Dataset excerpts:
◇ ◇ ◇ ◇ ◇ ◇ ◇

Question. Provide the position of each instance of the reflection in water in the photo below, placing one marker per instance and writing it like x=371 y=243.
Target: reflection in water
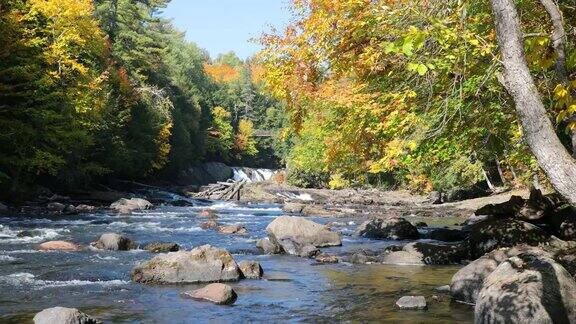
x=293 y=289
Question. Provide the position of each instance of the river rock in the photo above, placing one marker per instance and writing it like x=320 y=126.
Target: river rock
x=412 y=303
x=162 y=247
x=127 y=206
x=85 y=208
x=209 y=224
x=59 y=246
x=233 y=229
x=446 y=235
x=528 y=288
x=56 y=207
x=468 y=281
x=393 y=228
x=62 y=315
x=492 y=234
x=217 y=293
x=268 y=246
x=114 y=242
x=295 y=208
x=202 y=264
x=301 y=231
x=326 y=258
x=298 y=248
x=419 y=253
x=208 y=213
x=250 y=269
x=563 y=223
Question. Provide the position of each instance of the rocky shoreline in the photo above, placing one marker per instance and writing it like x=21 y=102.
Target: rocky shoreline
x=514 y=241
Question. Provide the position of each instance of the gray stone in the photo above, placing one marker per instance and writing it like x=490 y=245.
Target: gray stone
x=468 y=281
x=268 y=246
x=412 y=303
x=393 y=228
x=202 y=264
x=217 y=293
x=114 y=242
x=302 y=231
x=56 y=207
x=161 y=247
x=527 y=288
x=128 y=206
x=62 y=315
x=493 y=234
x=250 y=269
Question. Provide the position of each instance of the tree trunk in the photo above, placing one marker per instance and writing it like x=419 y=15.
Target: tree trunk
x=559 y=42
x=551 y=155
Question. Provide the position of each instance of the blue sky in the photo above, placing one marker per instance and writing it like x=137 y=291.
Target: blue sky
x=220 y=26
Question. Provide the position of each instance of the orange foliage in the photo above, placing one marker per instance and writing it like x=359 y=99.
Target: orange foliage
x=222 y=72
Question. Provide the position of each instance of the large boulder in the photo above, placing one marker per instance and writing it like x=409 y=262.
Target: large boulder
x=218 y=293
x=393 y=228
x=127 y=206
x=161 y=247
x=492 y=234
x=527 y=288
x=250 y=269
x=202 y=264
x=59 y=246
x=63 y=315
x=114 y=242
x=468 y=281
x=301 y=231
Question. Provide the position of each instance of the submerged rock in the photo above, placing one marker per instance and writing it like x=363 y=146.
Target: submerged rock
x=217 y=293
x=326 y=258
x=208 y=213
x=63 y=315
x=233 y=229
x=412 y=303
x=393 y=228
x=250 y=269
x=419 y=253
x=59 y=246
x=268 y=247
x=493 y=234
x=161 y=247
x=114 y=242
x=527 y=288
x=56 y=207
x=127 y=206
x=446 y=235
x=202 y=264
x=210 y=224
x=301 y=231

◇ ◇ ◇ ◇ ◇ ◇ ◇

== Your assignment ==
Give the data above again, exactly and completely. No pictures go in.

== Solved exercise ==
Question. Provide the position of each instance of the reflection in water in the photo below, placing one marker per instance and writing it like x=371 y=243.
Target: reflection in water
x=293 y=289
Question. Provide the position of each instance of the river rock in the photo above, placing one marker per instance and writing it like x=320 y=126.
Target: river rock
x=412 y=303
x=162 y=247
x=127 y=206
x=85 y=208
x=209 y=224
x=59 y=246
x=233 y=229
x=446 y=235
x=528 y=288
x=56 y=207
x=468 y=281
x=393 y=228
x=62 y=315
x=492 y=234
x=217 y=293
x=268 y=246
x=114 y=242
x=295 y=208
x=202 y=264
x=301 y=231
x=326 y=258
x=298 y=248
x=419 y=253
x=208 y=213
x=250 y=269
x=563 y=223
Question. Provide the position of each instance of the rocky shoreline in the photo above, placing one marker per instance and writing it like x=21 y=102.
Target: rocky shoreline
x=514 y=241
Question. Provide the position of each instance of the gray stone in the photo above, placing one marker per instance and writing it like x=490 y=245.
Target: gray stone
x=468 y=281
x=268 y=246
x=412 y=303
x=393 y=228
x=202 y=264
x=217 y=293
x=114 y=242
x=302 y=231
x=56 y=207
x=161 y=247
x=527 y=288
x=128 y=206
x=62 y=315
x=493 y=234
x=250 y=269
Question. Provide the position of each instance of the tree trunk in the photo above, placing one marker per instance and writing it like x=419 y=15.
Target: tree trunk
x=559 y=42
x=551 y=155
Question. Provide the position of each instance of the blue sky in the photo above, placing one marker per instance and writing it like x=137 y=291.
Target: blue sky
x=220 y=26
Question. Provide the position of each instance of the orange foliage in the photo above, placing one marker per instance and writing it like x=359 y=99.
Target: orange foliage
x=222 y=72
Question. Provide the position of each instance of the large boulder in the photo above, placing one marker per instance and writing it like x=409 y=262.
Target: large boulder
x=218 y=293
x=393 y=228
x=127 y=206
x=161 y=247
x=492 y=234
x=527 y=288
x=250 y=269
x=202 y=264
x=59 y=246
x=63 y=315
x=114 y=242
x=468 y=281
x=301 y=231
Question. Provide the position of each instance of the submerged rock in the photo above, placing one marker per instance and writing it like x=363 y=146.
Target: submerged rock
x=217 y=293
x=326 y=258
x=208 y=213
x=63 y=315
x=233 y=229
x=412 y=303
x=393 y=228
x=250 y=269
x=419 y=253
x=59 y=246
x=268 y=247
x=493 y=234
x=161 y=247
x=114 y=242
x=527 y=288
x=56 y=207
x=127 y=206
x=446 y=235
x=202 y=264
x=210 y=224
x=301 y=231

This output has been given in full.